Consigne: Rédigez la suite du texte sur le droit de vote des femmes en France, en reprenant après sa dernière phrase.

Texte:
============================================================

Le Front populiste n'a pas donné le droit de vote aux femmes, ricane Tardieu. Il y a la guerre à préparer et il faut leurrer les ouvriers avec les congés payés. Après il y eût la guerre et le droit de vote des femmes tomba dans l'oubli et les culs de basse fosse. Quelle plume ce Tardieu pour rappeler la fausseté de la légende fumiste de cette gauche bourgeoise et féministe, exaltée jusqu'au bout de l'échec électoral par les divers Hamon et autres Mélanchon!




Il y a eu, la semaine dernière, une « Journée internationale des femmes ». M. Blum y a parlé. Il a d'abord proclamé que son gouvernement avait réalisé, sous les espèces ministérielles de Mmes Brunschwig et Lacorre, l'égalité des sexes. Il a ensuite reconnu que, pourtant, les femmes ne votent pas.
Mais il a ajouté que, d'ici peu, il allait supprimer ce paradoxe. Si c'était vrai, ce serait, pour une fois, une bonne nouvelle.

La femme française infériorisée

Un homme de gauche, mille fois plus puissant que M. Blum et qui s'appelait Maximilien Robespierre, avait annoncé, dès 1789, le suffrage des femmes en proclamant que « la souveraineté réside dans le peuple, dans tous les individus du peuple ». Cent quarante-huit ans ont passé. Et les femmes françaises ne votent pas.
La Cour de Cassation, par un arrêt célèbre du 6 mars 1885, a prononcé : « Aucune disposition constitutionnelle ou légale n'ayant conféré aux femmes la jouissance des droits politiques, elles ne peuvent pas être inscrites sur les listes électorales ».
Sans doute, en 1919, la Chambre a voté que « les lois et règlements sur l'électorat à toutes les assemblées élues seront applicables à tous les citoyens français, sans distinction de sexe ». Mais le Sénat s'est mis en travers. Et les femmes continuent à ne pas voter.
Ce n'est pas la seule infériorité qui leur soit infligée. En vertu du Code civil, qui date de 1810, « l'incapacité de la femme mariée » porte toujours, malgré de légers amendements, ses iniques conséquences.

============================================================

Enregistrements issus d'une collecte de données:

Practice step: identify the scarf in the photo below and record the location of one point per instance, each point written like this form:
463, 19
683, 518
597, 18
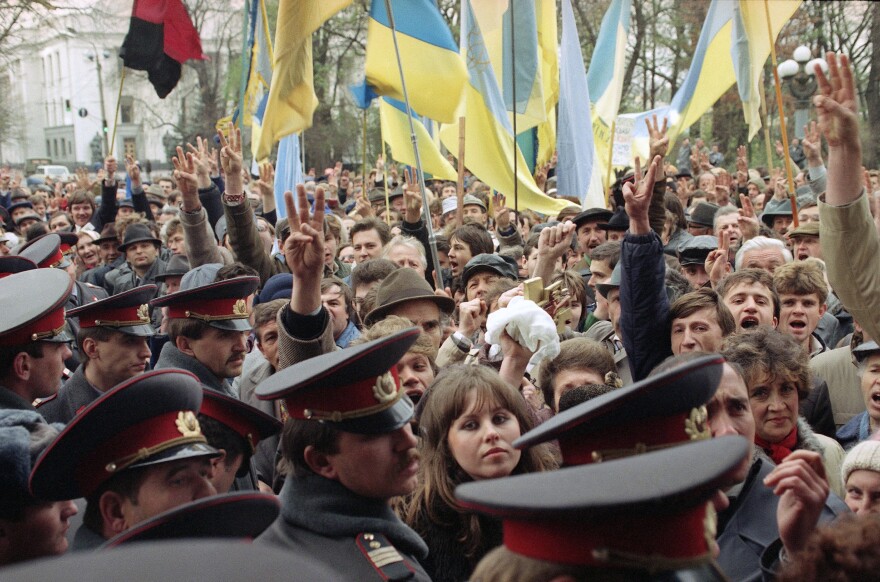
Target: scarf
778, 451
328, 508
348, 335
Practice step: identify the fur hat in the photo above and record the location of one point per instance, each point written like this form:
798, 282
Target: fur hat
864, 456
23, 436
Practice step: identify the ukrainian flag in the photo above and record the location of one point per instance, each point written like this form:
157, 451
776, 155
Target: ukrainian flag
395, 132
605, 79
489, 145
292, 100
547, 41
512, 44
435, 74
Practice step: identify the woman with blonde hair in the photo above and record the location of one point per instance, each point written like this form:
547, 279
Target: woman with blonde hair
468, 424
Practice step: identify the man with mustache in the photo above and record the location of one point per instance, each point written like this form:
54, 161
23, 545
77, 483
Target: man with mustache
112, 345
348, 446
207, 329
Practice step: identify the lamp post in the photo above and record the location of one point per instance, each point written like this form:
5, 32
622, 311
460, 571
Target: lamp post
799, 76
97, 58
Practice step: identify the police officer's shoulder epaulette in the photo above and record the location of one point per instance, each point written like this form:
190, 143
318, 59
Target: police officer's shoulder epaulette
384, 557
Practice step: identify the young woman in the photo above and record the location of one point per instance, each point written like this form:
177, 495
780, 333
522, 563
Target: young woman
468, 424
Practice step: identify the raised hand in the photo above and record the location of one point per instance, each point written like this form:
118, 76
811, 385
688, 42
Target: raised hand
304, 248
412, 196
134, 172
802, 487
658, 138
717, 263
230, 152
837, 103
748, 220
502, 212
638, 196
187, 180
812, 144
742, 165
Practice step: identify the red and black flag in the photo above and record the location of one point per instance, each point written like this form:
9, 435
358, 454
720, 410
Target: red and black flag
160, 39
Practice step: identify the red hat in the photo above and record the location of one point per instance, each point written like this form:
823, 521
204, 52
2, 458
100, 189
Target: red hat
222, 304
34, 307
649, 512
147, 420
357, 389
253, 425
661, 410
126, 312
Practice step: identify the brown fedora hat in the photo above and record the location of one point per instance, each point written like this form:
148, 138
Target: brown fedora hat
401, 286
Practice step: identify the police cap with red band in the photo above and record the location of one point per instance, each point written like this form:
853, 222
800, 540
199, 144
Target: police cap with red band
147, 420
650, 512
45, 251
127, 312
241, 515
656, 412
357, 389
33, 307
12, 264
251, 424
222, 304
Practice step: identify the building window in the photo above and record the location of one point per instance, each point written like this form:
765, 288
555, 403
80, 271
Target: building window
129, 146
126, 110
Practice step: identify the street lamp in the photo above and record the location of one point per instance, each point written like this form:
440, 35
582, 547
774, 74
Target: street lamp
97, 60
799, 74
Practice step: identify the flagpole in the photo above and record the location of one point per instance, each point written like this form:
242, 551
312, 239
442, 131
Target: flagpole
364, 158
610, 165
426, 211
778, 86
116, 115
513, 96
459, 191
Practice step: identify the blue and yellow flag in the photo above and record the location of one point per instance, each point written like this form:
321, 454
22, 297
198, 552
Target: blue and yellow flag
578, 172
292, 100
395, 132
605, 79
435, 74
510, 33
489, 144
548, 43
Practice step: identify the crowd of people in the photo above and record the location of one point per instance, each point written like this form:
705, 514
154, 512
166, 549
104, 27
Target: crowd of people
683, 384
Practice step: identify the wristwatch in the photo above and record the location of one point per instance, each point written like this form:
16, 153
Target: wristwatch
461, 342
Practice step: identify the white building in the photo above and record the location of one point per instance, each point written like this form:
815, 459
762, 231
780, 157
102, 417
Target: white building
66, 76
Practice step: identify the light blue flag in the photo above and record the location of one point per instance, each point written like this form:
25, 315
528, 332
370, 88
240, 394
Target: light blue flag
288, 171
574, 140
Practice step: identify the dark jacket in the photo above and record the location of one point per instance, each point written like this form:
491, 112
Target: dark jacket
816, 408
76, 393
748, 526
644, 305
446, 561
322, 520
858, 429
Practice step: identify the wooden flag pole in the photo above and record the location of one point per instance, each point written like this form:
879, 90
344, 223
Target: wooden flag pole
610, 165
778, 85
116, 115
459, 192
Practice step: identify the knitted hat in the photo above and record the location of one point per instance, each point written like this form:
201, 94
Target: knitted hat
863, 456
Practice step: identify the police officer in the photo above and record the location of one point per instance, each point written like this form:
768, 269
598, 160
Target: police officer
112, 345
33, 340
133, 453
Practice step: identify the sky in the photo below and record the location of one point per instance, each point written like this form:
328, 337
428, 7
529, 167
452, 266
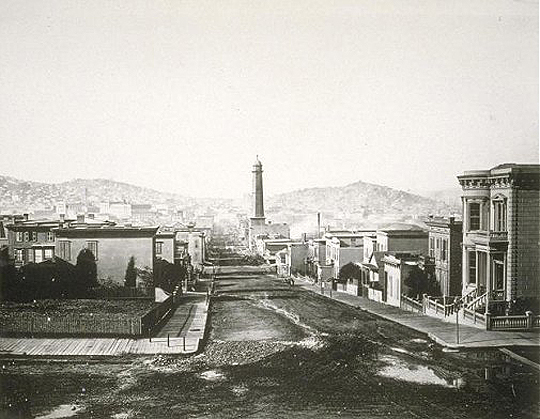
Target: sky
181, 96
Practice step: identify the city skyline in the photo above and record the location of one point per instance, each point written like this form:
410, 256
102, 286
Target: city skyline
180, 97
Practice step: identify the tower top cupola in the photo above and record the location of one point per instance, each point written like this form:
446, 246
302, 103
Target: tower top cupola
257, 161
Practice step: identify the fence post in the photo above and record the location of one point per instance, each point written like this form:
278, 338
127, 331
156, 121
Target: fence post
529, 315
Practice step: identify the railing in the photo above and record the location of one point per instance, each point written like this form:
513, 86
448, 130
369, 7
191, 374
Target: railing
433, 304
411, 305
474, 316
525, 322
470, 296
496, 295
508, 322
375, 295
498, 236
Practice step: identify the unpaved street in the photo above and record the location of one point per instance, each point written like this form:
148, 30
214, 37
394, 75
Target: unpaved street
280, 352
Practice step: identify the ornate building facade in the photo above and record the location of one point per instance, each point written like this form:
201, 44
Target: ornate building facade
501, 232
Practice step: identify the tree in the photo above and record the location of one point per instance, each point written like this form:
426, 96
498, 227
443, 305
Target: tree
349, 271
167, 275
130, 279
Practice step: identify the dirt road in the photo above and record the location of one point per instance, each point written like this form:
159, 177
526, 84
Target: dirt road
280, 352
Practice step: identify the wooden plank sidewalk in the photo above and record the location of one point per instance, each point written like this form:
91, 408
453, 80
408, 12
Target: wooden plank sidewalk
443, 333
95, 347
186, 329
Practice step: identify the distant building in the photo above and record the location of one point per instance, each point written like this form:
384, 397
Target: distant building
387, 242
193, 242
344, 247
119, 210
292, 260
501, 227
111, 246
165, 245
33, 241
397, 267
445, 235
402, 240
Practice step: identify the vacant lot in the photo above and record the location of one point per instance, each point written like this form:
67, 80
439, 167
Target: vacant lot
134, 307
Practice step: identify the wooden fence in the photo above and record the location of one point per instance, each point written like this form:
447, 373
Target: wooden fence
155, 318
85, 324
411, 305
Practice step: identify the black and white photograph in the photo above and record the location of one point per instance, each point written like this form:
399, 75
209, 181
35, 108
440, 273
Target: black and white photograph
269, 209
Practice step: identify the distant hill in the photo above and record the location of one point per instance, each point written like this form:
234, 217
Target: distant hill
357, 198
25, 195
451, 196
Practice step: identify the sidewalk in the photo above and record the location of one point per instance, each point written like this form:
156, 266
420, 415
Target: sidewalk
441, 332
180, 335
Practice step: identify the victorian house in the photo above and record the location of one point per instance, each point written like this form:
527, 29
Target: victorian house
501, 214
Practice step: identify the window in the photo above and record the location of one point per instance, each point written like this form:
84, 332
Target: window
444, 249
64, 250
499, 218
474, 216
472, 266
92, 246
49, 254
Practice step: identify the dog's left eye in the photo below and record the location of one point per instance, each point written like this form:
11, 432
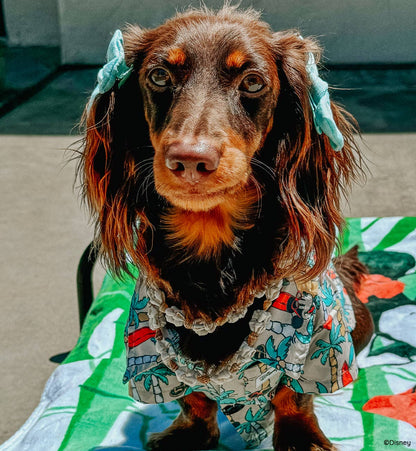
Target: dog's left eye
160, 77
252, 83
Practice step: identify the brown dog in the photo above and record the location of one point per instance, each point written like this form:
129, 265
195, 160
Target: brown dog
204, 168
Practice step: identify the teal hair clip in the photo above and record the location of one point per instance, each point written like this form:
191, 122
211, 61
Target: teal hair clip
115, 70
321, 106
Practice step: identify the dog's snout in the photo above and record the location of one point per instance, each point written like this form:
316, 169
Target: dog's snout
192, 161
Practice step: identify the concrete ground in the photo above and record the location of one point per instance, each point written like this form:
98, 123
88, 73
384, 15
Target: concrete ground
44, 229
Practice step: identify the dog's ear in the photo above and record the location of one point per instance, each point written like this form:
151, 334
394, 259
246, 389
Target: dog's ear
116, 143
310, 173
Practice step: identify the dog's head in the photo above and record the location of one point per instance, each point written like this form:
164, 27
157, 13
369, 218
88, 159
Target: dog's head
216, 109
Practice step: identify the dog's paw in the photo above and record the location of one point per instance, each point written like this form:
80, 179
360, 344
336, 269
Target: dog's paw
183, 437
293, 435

============================================================

Résultat:
La femme mariée ne peut ni hériter de titres nominatifs, ni se faire ouvrir un compte en banque. Si le mari est un escroc, elle risque sous le régime de la communauté, de connaître des préjudices, que l'amant escroc ne pourrait pas faire subir à sa maîtresse.
Croit-on que, si les femmes avaient disposé du vote politique, le maintien de ces absurdités aurait été possible ?

Une tare française

Cette situation outrage le bon sens, l'égalité, la justice et ce qu'on appelle, à tort d'ailleurs, la
démocratie.
Le bon sens ? Qui ne voit qu'aucun des arguments utilisés contre le vote des femmes n'est admissible, dès lors que, sans autre restriction que celle d'être fou, emprisonné ou failli, tous les hommes de vingt et un ans peuvent voter ? Condorcet l'avait reconnu en 1790.
L'égalité ? Pourquoi les femmes, payant des impôts comme les hommes, seraient-elles moins intéressées qu'eux à en surveiller le vote et l'emploi ? Fermière ou laboureur, boulangère ou menuisier, c'est tout un.
La justice ? Puisqu'il est entendu que le suffrage est universel et que la nation s'y exprime, de quel droit en priver ces grandes ouvrières de vie, dont parlait M. Renan, en les réduisant à la condition de l'idiot, de l'enfant ou du fou ?
La démocratie ? Avant d'invoquer la démocratie, il conviendrait de la réaliser et il n'y a pas de démocratie là où la moitié de la nation, exclue des bureaux de vote aussi bien que des assemblées, n'a aucun moyen d'être représentée.
Cette situation, qui pèse sur la vie privée comme sur la vie publique, est un défi aux principes du régime, sous lequel les français croient vivre.

L'exemple des autres

Et, d'ailleurs, pourquoi parler du vote des femmes au futur, comme d'une aventure ou d'une expérience ? L'expérience est faite.
Cette expérience a été faite par plus de trente pays, dont les plus notoires sont la Grande-Bretagne, les Dominions, les Etats-Unis, l'Allemagne, l'Autriche, la Tchécoslovaquie, la Hollande, la Suède, le Danemark, la Norvège. Et elle a donné le suffrage à plus de cent cinquante millions de femmes.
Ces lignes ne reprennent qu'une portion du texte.